Document passage:
———
Friendship without self-interest is one of the rare and beautiful things of life.
—James F. Byrnes
Finding truly good friends can be like trying to find hope at a pessimists convention. Good friends are a true rarity. They are the diamonds of human relationships. They are usually forged under pressure, and often emerge from what was at one time as plain and common as coal.
So what is it about true, genuine friends that make them matter to us so much? The short answer is––they care. They care enough to listen, cry, mourn, and rejoice, even amidst their own crying, mourning and rejoicing. True friends have a way of setting themselves aside, putting their agendas on hold, in order to be with us. And it’s really that, the ability to be with us, that is the mark of true friends.
Pseudo-friends and wanna-be friends can be around us, near to us, in our vicinity, but they are almost never really with us. They tend to come to us with the desire to show us something of themselves. They want us to notice their learnedness, their eloquence, their strength. Genuine friends, though, come to us and bring only a desire to hear us, love us, and show us something of ourselves. Ralph Waldo Emerson once wrote:
The glory of friendship is not the outstretched hand, nor the kindly smile nor the joy of companionship; it is the spiritual inspiration that comes to one when he discovers that someone else believes in him and is willing to trust him.
True friends show us that we matter as people, that we have value inherent in ourselves. And, this is most often accomplished not in displays of strength, but in displays of weakness.
———
Requirements:
• a. In the essay on friendship, what do true friends care enough to do?
• b. Copy out the rows word for word, from the very first row down to the line that holds "column 445, row 159", with both ends included.

Records for the exercise:
———
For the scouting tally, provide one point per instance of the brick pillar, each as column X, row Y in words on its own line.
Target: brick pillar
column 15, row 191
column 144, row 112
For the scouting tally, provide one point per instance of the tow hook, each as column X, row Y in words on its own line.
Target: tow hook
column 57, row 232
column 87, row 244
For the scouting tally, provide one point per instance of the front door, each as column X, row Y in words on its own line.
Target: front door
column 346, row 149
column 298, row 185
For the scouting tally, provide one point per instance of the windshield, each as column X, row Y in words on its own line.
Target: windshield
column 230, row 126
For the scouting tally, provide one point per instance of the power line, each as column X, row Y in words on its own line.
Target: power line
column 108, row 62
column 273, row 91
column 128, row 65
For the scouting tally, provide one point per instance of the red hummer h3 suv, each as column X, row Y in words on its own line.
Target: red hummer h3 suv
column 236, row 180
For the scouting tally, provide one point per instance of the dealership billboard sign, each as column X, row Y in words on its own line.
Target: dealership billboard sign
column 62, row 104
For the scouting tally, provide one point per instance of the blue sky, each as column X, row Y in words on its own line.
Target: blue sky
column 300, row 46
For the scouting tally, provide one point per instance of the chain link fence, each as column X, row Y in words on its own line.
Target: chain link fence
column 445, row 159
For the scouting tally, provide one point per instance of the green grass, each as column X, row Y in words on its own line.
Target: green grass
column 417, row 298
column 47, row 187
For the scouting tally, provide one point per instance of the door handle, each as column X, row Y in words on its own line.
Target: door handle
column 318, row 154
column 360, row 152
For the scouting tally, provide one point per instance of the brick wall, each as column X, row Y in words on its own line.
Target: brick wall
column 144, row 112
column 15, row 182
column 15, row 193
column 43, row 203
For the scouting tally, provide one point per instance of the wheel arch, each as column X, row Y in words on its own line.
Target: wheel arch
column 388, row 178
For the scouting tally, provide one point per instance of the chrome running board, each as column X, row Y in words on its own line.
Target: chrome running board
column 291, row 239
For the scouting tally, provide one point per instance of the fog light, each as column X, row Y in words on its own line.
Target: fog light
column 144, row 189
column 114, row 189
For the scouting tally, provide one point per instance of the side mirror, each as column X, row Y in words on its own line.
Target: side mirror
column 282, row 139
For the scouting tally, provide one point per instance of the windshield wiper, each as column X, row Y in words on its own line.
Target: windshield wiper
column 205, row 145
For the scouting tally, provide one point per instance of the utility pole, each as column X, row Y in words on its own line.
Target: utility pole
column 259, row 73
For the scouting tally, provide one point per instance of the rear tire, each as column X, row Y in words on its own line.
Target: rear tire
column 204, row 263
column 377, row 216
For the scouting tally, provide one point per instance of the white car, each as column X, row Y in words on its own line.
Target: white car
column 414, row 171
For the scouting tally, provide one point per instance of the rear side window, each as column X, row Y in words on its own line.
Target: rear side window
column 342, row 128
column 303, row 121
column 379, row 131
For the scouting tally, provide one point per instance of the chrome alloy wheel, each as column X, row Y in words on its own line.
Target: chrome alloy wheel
———
Answers provided:
• a. They care enough to listen, cry, mourn, and rejoice, even amidst their own crying, mourning and rejoicing.

• b.
For the scouting tally, provide one point per instance of the brick pillar, each as column X, row Y in words on its own line.
Target: brick pillar
column 15, row 191
column 144, row 112
For the scouting tally, provide one point per instance of the tow hook, each as column X, row Y in words on its own line.
Target: tow hook
column 57, row 232
column 87, row 244
For the scouting tally, provide one point per instance of the front door, each as column X, row Y in words on its own line.
Target: front door
column 346, row 149
column 298, row 185
For the scouting tally, provide one point per instance of the windshield, each as column X, row Y in words on its own line.
Target: windshield
column 230, row 126
For the scouting tally, provide one point per instance of the power line, each as column X, row Y in words on its own line.
Target: power line
column 108, row 62
column 273, row 91
column 128, row 65
For the scouting tally, provide one point per instance of the red hummer h3 suv, each as column X, row Y in words on its own line.
Target: red hummer h3 suv
column 236, row 180
For the scouting tally, provide one point per instance of the dealership billboard sign, each as column X, row Y in words on its own line.
Target: dealership billboard sign
column 62, row 104
For the scouting tally, provide one point per instance of the blue sky, each as column X, row Y in words on its own line.
Target: blue sky
column 300, row 46
For the scouting tally, provide one point per instance of the chain link fence, each as column X, row Y in words on its own line.
Target: chain link fence
column 445, row 159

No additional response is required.